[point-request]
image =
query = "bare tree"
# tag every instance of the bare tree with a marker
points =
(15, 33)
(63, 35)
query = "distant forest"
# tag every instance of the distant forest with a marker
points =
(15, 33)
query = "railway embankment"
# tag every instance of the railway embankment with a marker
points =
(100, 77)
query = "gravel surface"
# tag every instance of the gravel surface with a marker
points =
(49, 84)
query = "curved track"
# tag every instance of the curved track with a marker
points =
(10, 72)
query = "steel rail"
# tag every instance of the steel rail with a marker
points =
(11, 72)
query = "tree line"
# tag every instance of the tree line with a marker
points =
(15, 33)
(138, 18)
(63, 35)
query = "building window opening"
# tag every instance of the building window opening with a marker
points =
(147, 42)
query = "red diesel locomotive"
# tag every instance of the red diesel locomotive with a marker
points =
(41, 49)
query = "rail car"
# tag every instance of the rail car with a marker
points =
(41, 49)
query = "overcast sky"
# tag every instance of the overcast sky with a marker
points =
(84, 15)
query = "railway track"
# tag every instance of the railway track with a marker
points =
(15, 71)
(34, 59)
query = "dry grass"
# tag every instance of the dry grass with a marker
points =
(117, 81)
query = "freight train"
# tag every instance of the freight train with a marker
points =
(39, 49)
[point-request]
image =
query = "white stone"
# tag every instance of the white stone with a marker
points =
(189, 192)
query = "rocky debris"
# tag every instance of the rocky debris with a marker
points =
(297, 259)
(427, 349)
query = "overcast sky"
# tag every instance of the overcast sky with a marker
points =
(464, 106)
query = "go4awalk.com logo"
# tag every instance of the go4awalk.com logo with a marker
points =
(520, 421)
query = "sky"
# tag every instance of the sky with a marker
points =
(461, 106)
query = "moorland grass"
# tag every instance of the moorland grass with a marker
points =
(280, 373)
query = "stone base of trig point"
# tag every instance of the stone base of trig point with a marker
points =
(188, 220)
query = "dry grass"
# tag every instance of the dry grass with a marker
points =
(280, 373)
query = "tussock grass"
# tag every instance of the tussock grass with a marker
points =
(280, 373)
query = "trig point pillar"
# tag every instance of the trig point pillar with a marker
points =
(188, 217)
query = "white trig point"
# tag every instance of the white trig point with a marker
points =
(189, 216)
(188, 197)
========
== Task prompt ==
Using the data above, reproduce every line exactly.

== Exercise answer ==
[point-request]
image =
query = "bare tree"
# tag every instance of the bare tree with a marker
points =
(15, 33)
(63, 35)
query = "distant forest"
# tag every instance of the distant forest with a marker
points =
(15, 33)
query = "railway embankment"
# tag every instance of the railway embankment with a marker
points =
(100, 77)
query = "gravel surface"
# tag every instance of the gravel surface with a marker
points =
(49, 84)
query = "curved track"
# tag every instance of the curved track with a marker
points =
(10, 72)
query = "steel rail"
# tag every instance of the steel rail with a marker
points =
(11, 72)
query = "tree line"
# tag every instance of the tree line with a marker
points =
(15, 33)
(138, 18)
(63, 35)
query = "building window opening"
# tag every instance of the building window opening with a marker
points =
(147, 42)
query = "red diesel locomotive"
# tag every instance of the red diesel locomotive with a marker
points =
(41, 49)
query = "rail car"
# tag every instance of the rail car with a marker
points =
(41, 49)
query = "overcast sky"
# tag every instance of the overcast sky with a marker
points =
(84, 15)
query = "railway track"
# tag every instance of the railway track with a marker
points =
(15, 71)
(34, 59)
query = "dry grass"
# tag every instance of the dry grass with a marker
points =
(117, 81)
query = "freight train"
# tag every instance of the freight train with a marker
points =
(39, 49)
[point-request]
image =
query = "white stone"
# tag every instance of the white stone with a marker
points =
(189, 192)
query = "rocky debris"
# tag every instance of the rocky debris with a marker
points =
(297, 259)
(427, 349)
query = "overcast sky"
# tag every instance of the overcast sky with a marker
points =
(464, 106)
query = "go4awalk.com logo"
# tag every instance of the go4awalk.com logo with a marker
points =
(520, 421)
query = "sky"
# tag every instance of the sky with a marker
points =
(461, 106)
query = "moorland grass"
# tag every instance of the moorland grass with a marker
points =
(280, 373)
query = "stone base of trig point"
# tag every instance of the stone base of trig point with a marker
points =
(188, 220)
query = "dry grass"
# tag every instance of the dry grass with a marker
points =
(280, 373)
query = "tussock grass"
# tag every instance of the tussock grass with a marker
points =
(280, 373)
query = "trig point pillar"
# tag every instance of the trig point pillar with a marker
points =
(188, 217)
query = "white trig point"
# tag every instance of the white trig point with a marker
points =
(189, 216)
(188, 197)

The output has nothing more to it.